In Sicily, Calabria, Campania, Lazio, Tuscany, Sardinia, the Adriatic Riviera, and Liguria, palm trees are being killed by the red palm weevil, a parasite-like beetle originally from Asia that was first spotted in the Mediterranean in the 1980s. Corriere della sera recently sounded an alarm, estimating that Rome could be without palm trees by 2015.   

 

The killer insect, whose larvae excavates holes up to a metre long in the trunk of a palm tree eventually killing it, is also wreaking havoc along the Côte d’Azur and in Spain, Portugal, Greece, Egypt and Morocco. Called a ‘silent slaughter,’ it has claimed thousands of palm trees throughout Italy. In some areas the beetles are so numerous they are entering private homes, as they have in Sabaudia, near Rome. 

 

The Lazio region has been especially hard hit. ‘We need the Civil Protection Agency to step in and treat this as if it were an epidemic… we need at least 5 million euros to stop the beetles from spreading,’ says Antimo Palumbo, a tree expert from Rome. It costs 1,500 euro to properly dispose of a palm tree that has been killed by the insect: the trees must be cut down, wrapped up, taken to a place where the larvae cannot infect other plants and burned.

 

In an effort to raise awareness about the destruction of Italy’s palms, an important part of the country’s ecosystem and landscape, Palumbo and others are also lobbying for government action. In response, environment superintendent in Rome, Fabio De Lillo, has promised to hold an international conference and put together a special commission by summer 2010.

§ RAW DATA
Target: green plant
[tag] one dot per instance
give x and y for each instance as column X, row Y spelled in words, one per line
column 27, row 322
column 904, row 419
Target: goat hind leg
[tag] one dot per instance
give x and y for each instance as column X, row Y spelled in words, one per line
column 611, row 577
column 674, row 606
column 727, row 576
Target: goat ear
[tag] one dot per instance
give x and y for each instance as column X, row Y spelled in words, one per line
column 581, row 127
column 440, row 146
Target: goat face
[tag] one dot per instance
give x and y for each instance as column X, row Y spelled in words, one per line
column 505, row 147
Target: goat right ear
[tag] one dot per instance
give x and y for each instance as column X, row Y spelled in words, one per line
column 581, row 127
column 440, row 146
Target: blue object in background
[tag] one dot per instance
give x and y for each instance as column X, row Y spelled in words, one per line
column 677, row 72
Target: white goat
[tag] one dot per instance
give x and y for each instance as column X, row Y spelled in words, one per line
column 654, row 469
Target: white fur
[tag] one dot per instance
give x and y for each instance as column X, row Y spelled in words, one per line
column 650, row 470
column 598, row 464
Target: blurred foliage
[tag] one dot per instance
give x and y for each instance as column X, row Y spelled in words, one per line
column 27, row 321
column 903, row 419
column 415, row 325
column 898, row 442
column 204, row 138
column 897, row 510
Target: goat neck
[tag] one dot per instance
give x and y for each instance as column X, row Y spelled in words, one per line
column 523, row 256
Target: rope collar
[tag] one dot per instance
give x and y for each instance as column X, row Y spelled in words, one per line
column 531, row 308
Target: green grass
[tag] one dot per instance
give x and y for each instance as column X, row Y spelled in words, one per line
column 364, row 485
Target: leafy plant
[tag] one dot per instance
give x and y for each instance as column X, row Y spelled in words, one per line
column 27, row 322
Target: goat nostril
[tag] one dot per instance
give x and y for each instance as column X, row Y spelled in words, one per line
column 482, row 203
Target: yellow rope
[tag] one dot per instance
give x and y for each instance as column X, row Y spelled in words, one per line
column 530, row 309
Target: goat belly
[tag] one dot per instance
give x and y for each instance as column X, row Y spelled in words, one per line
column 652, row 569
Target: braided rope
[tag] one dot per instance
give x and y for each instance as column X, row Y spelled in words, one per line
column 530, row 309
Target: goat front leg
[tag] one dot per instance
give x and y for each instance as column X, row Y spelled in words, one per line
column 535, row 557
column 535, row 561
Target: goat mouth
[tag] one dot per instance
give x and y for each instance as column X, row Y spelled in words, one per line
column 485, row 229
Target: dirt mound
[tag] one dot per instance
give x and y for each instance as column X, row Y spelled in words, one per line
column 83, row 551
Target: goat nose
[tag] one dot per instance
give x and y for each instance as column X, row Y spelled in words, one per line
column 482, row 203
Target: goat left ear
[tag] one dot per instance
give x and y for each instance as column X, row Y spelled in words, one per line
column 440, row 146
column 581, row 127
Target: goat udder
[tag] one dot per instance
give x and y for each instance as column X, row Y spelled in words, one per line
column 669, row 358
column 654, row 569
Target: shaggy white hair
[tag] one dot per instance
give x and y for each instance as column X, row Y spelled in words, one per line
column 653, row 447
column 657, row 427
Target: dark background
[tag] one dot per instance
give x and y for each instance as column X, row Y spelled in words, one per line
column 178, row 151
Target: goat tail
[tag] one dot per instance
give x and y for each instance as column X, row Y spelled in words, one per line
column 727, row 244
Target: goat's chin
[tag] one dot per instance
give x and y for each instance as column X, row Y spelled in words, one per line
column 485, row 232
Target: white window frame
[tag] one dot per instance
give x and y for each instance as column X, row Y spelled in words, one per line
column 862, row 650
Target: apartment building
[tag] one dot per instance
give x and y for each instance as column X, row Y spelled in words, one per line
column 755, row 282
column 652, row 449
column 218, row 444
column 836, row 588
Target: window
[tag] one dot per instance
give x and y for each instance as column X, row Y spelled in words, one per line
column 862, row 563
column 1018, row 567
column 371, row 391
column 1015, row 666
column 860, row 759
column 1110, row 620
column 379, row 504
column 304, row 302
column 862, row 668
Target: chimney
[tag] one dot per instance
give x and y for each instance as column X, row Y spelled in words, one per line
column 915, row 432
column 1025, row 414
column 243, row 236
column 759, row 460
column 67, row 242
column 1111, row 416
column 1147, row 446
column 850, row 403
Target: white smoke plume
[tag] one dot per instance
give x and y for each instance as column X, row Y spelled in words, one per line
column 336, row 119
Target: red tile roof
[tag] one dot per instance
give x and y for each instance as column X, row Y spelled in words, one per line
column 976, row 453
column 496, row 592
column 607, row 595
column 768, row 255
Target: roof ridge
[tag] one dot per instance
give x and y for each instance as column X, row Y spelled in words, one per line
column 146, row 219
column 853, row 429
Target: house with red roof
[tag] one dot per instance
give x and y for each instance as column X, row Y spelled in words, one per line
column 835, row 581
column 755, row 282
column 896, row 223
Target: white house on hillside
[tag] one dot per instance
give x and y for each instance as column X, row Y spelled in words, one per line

§ REQUIREMENT 1
Say whether each statement below agrees with the passage on the red palm weevil, answering yes or no and quoting the deciding words of the passage: (a) The beetle was first spotted in the Mediterranean in the 1990s. (b) Properly disposing of a palm tree killed by the insect costs 1,500 euro. (c) Fabio De Lillo has promised to hold an international conference.
§ REQUIREMENT 2
Retype the stretch of the passage on the red palm weevil from "The killer insect, whose" through "plants and burned.", keeping every word and mark unchanged.

§ ANSWER AREA 1
(a) No: "first spotted in the Mediterranean in the 1980s"
(b) Yes: "It costs 1,500 euro to properly dispose of a palm tree that has been killed by the insect"
(c) Yes: "has promised to hold an international conference"

§ ANSWER AREA 2
The killer insect, whose larvae excavates holes up to a metre long in the trunk of a palm tree eventually killing it, is also wreaking havoc along the Côte d’Azur and in Spain, Portugal, Greece, Egypt and Morocco. Called a ‘silent slaughter,’ it has claimed thousands of palm trees throughout Italy. In some areas the beetles are so numerous they are entering private homes, as they have in Sabaudia, near Rome. 

 

The Lazio region has been especially hard hit. ‘We need the Civil Protection Agency to step in and treat this as if it were an epidemic… we need at least 5 million euros to stop the beetles from spreading,’ says Antimo Palumbo, a tree expert from Rome. It costs 1,500 euro to properly dispose of a palm tree that has been killed by the insect: the trees must be cut down, wrapped up, taken to a place where the larvae cannot infect other plants and burned.